▶ _WORK INSTRUCTIONS_
Your task is to extract the lines from the one holding "of the graffiti" through the end of the material. Set them down exactly and add nothing.

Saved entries
● ● ●

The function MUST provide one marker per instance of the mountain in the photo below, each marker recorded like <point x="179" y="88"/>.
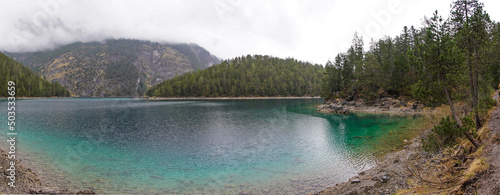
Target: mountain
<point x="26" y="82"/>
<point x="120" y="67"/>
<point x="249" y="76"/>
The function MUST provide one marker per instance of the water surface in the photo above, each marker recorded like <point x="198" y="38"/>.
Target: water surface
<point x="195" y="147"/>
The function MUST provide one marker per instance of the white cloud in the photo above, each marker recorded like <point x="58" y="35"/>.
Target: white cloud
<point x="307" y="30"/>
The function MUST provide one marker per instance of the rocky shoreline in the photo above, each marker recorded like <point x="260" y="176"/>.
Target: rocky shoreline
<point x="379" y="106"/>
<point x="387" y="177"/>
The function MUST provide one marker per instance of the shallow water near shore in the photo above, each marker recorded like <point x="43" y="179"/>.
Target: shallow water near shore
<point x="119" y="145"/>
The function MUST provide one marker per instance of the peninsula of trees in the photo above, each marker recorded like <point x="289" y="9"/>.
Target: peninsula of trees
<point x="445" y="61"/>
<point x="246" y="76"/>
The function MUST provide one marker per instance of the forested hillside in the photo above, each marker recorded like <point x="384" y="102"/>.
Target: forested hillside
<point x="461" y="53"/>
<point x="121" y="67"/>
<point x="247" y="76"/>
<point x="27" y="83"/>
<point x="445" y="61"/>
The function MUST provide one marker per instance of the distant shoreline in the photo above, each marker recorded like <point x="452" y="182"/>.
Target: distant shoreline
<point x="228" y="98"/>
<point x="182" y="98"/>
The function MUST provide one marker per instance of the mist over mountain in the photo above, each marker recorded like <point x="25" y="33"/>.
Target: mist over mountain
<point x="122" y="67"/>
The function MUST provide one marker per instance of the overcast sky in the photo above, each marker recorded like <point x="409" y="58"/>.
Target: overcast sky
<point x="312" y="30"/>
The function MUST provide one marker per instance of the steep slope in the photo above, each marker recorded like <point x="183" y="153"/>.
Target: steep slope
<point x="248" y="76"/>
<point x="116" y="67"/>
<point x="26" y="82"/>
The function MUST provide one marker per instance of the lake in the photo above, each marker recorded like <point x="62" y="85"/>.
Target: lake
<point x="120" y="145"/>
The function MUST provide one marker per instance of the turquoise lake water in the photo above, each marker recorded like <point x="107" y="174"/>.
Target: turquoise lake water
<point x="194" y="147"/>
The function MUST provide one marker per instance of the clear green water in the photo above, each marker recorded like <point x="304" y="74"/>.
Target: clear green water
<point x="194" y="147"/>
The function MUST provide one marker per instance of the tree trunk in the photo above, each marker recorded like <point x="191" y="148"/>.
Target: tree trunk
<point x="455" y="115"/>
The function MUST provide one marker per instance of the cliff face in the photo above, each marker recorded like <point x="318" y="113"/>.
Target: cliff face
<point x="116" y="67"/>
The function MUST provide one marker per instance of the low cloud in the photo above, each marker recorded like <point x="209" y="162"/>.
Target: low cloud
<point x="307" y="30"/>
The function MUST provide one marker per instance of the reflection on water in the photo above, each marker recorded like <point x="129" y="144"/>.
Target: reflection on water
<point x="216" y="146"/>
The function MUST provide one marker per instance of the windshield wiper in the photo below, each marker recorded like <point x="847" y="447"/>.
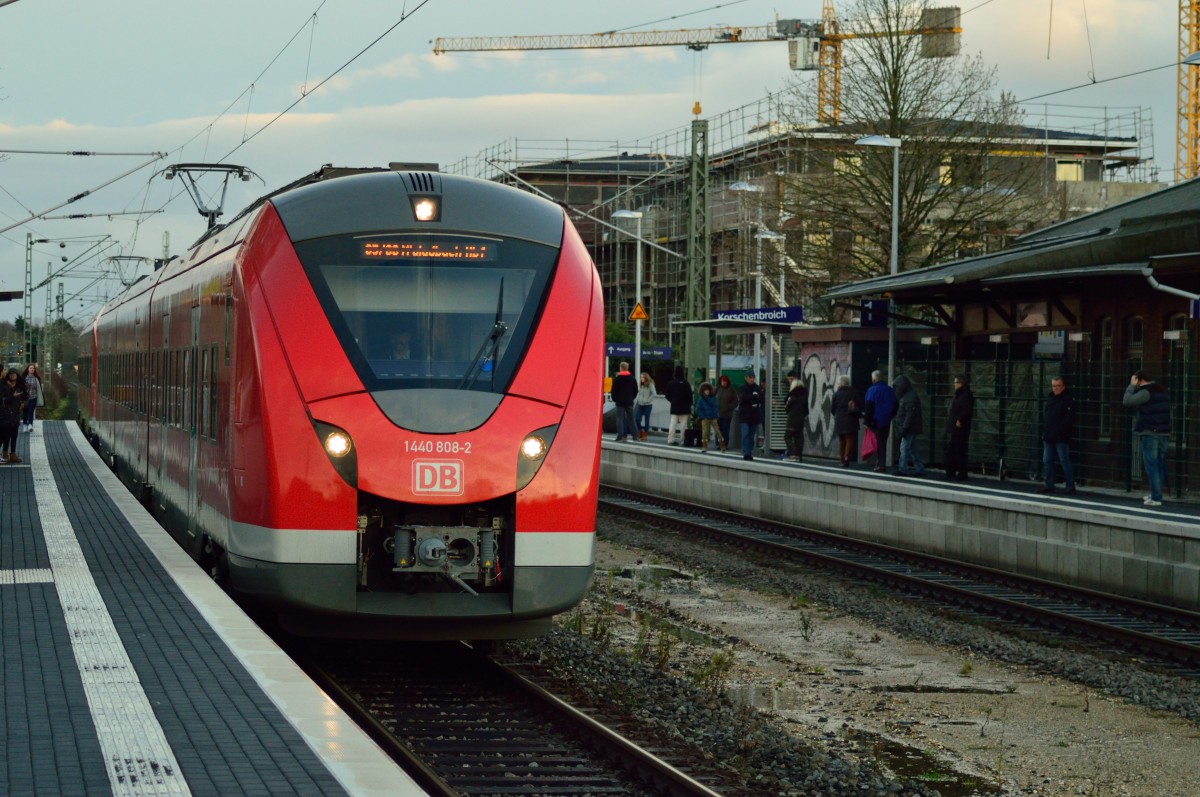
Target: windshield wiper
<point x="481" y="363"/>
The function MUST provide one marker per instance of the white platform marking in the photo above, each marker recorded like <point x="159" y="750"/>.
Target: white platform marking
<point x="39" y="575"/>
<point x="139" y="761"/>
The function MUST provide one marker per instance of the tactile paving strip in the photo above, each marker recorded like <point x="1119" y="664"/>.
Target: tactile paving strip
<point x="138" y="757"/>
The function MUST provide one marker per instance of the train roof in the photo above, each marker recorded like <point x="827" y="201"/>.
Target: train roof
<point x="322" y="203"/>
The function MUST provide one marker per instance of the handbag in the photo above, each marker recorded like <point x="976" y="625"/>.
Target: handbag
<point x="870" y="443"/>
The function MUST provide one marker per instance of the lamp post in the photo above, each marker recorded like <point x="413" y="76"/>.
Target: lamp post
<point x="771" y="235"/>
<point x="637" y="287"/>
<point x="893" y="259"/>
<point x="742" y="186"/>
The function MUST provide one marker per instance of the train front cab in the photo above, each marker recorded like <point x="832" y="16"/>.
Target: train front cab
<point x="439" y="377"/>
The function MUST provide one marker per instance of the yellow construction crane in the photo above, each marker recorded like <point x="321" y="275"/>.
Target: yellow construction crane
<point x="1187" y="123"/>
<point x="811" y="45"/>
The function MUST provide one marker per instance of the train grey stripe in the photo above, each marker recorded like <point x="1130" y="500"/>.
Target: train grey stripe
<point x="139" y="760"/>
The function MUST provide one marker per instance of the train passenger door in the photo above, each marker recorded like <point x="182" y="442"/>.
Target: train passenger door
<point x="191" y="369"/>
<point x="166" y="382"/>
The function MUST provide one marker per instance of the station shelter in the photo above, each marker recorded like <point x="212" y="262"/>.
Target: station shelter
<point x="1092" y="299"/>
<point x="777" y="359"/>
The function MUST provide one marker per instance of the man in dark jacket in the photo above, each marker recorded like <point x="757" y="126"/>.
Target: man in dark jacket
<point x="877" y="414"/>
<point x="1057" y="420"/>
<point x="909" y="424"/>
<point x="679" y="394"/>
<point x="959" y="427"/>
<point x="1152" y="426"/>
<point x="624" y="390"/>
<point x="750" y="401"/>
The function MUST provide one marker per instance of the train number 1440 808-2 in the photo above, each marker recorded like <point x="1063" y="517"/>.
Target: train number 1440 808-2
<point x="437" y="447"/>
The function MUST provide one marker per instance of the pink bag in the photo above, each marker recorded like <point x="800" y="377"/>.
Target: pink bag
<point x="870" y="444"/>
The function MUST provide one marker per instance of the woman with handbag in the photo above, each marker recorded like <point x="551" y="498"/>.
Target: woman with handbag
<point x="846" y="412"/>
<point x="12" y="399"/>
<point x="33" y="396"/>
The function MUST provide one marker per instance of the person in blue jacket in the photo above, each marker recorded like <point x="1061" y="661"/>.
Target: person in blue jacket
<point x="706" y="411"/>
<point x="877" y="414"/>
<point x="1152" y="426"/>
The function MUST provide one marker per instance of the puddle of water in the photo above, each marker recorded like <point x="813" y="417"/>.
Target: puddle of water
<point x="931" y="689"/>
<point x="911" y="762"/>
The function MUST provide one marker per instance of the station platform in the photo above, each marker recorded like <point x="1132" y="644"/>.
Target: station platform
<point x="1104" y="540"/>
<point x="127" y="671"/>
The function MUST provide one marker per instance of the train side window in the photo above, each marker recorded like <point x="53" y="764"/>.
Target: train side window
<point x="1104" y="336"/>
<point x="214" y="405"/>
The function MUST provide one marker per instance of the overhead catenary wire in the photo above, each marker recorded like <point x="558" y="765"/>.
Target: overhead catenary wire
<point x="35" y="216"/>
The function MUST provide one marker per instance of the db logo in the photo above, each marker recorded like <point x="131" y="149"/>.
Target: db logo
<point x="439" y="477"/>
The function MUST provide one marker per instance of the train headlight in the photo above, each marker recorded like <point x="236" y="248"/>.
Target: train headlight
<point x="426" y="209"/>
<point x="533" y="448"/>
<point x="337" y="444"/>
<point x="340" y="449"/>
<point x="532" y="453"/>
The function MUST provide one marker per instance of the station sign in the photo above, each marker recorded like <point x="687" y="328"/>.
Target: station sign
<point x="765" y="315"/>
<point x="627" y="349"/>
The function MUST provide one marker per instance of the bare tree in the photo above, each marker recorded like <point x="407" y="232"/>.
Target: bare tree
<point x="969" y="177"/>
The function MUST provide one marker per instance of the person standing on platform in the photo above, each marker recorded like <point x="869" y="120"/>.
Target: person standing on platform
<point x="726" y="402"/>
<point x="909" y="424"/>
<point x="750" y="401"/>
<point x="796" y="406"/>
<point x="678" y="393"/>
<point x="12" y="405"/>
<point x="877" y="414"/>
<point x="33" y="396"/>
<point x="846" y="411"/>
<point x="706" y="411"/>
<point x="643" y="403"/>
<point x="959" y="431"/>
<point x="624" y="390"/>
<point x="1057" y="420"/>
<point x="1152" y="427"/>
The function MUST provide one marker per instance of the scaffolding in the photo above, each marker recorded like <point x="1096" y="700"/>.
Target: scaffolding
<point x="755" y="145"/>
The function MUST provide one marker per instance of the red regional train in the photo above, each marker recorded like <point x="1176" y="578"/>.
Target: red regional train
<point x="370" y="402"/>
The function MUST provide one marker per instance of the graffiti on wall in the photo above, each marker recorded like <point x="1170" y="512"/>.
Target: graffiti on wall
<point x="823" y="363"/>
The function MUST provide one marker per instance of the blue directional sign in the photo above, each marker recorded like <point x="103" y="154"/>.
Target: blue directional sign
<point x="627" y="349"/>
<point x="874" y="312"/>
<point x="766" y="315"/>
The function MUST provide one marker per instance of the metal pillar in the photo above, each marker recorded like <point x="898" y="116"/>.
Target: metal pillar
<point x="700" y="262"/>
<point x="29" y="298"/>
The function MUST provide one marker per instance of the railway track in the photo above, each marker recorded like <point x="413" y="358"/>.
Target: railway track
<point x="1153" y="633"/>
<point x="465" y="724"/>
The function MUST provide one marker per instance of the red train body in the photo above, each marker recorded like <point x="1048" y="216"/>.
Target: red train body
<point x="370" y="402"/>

● ● ●

▶ _TASK RESPONSE_
The function MUST provide one marker per instance of the graffiti on wall in the photo above, each marker recorded like <point x="1170" y="512"/>.
Target: graffiti on wall
<point x="823" y="363"/>
The function MUST provide one marker per instance of the blue directional sign in the photo above, each marker recorded like <point x="103" y="154"/>.
Target: blue directional sign
<point x="627" y="349"/>
<point x="874" y="312"/>
<point x="766" y="315"/>
The function MUST provide one marker per instance of the metal pillar in the photo above, each marker recorded like <point x="898" y="116"/>.
Target: metal pillar
<point x="700" y="262"/>
<point x="29" y="298"/>
The function MUST provide one marker per instance of the railway track in the photo above, each marker recorded like <point x="413" y="358"/>.
Target: railway track
<point x="1153" y="633"/>
<point x="465" y="724"/>
The function MUST provide one marker per instance of the red train body in the photo above, each marker recorded like <point x="1048" y="216"/>.
Target: red train body
<point x="370" y="402"/>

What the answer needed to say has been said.